[Items listed in a dataset]

########

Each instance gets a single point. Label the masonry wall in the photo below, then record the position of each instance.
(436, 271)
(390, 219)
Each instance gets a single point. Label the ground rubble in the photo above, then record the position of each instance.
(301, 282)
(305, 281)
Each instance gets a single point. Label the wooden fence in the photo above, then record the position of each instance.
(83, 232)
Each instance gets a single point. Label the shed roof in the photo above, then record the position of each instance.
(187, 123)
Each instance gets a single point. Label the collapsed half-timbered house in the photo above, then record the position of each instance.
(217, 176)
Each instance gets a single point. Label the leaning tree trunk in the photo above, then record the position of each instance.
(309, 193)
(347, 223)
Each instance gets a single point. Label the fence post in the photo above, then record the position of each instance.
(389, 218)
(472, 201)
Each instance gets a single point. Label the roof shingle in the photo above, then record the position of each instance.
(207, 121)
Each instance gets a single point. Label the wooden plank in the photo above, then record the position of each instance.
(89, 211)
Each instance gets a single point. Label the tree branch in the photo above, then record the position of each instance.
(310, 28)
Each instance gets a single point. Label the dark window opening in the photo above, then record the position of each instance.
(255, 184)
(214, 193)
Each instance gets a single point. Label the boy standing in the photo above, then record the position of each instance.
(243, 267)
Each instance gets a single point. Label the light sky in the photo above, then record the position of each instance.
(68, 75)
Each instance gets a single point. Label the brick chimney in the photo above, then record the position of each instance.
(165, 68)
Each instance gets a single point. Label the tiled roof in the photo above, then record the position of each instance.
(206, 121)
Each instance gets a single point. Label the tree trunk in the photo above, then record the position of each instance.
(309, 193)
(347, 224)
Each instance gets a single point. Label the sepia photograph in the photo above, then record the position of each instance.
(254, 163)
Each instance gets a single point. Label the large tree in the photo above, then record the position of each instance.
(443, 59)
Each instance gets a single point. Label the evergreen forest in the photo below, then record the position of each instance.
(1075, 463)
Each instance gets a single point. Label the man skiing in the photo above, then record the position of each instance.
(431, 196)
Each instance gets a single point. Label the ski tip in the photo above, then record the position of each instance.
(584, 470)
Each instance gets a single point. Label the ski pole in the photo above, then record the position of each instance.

########

▸ What to work on
Each record above needs to be transcribed word for word.

▸ Your response
Each instance gets a single point. Label the masonry wall in the photo below, then record the position of each instance.
(436, 271)
(390, 219)
Each instance gets a single point. Label the ground rubble in the photo above, then record the position of each instance.
(301, 282)
(305, 281)
Each instance gets a single point. Label the wooden fence in the photo above, then record the position of each instance.
(83, 232)
Each instance gets a single point. Label the shed roof in the photo above, then record the position of each instance.
(187, 123)
Each instance gets a single point. Label the collapsed half-timbered house in the photo above, then record the position of each instance.
(217, 176)
Each instance gets a single point. Label the leaning tree trunk in the photo above, then record the position of each instance.
(309, 193)
(347, 223)
Each instance gets a single point. Label the fence post in the photo above, then record the position of each instance.
(389, 218)
(472, 201)
Each instance gets a single point. Label the roof shingle in the photo above, then record the position of each instance.
(207, 121)
Each instance gets a single point. Label the wooden plank in the photo above, then record the position of each instance.
(89, 211)
Each instance gets a single point. Label the tree branch in the photo above, then record the position of each instance.
(310, 28)
Each instance gets a single point. Label the dark window opening in the photo above, then record the position of each instance.
(255, 184)
(214, 193)
Each instance gets a single point. Label the boy standing in the photo above, then record the position of each instance.
(243, 267)
Each instance gets a single point. Label the light sky in the photo above, then record the position of each instance.
(68, 75)
Each instance gets a single point. Label the brick chimney in the photo above, then record the position of each instance.
(165, 68)
Each instance gets a single point. Label the tiled roof in the photo above, then record the position of each instance.
(206, 121)
Each instance gets a single point. Label the tree trunk in the photo above, then record the position of each instance.
(309, 193)
(347, 224)
Each instance gets a single point. Label the sepia photograph in the photo above, then record the position of each instance.
(254, 163)
Each instance gets a single point. Label the large tree in the photo above, then record the position of each instance.
(443, 59)
Each instance gets a single point. Label the evergreen forest in the photo below, then record the position of each instance.
(1075, 463)
Each instance gets a single point. Label the man skiing in the photo above, then record the position of each instance.
(431, 196)
Each instance gets a single point. Label the ski tip in the photo above, then record the position of each instance.
(584, 470)
Each instance gets a single point. Label the ski pole in the photo above, then record the position of each instance.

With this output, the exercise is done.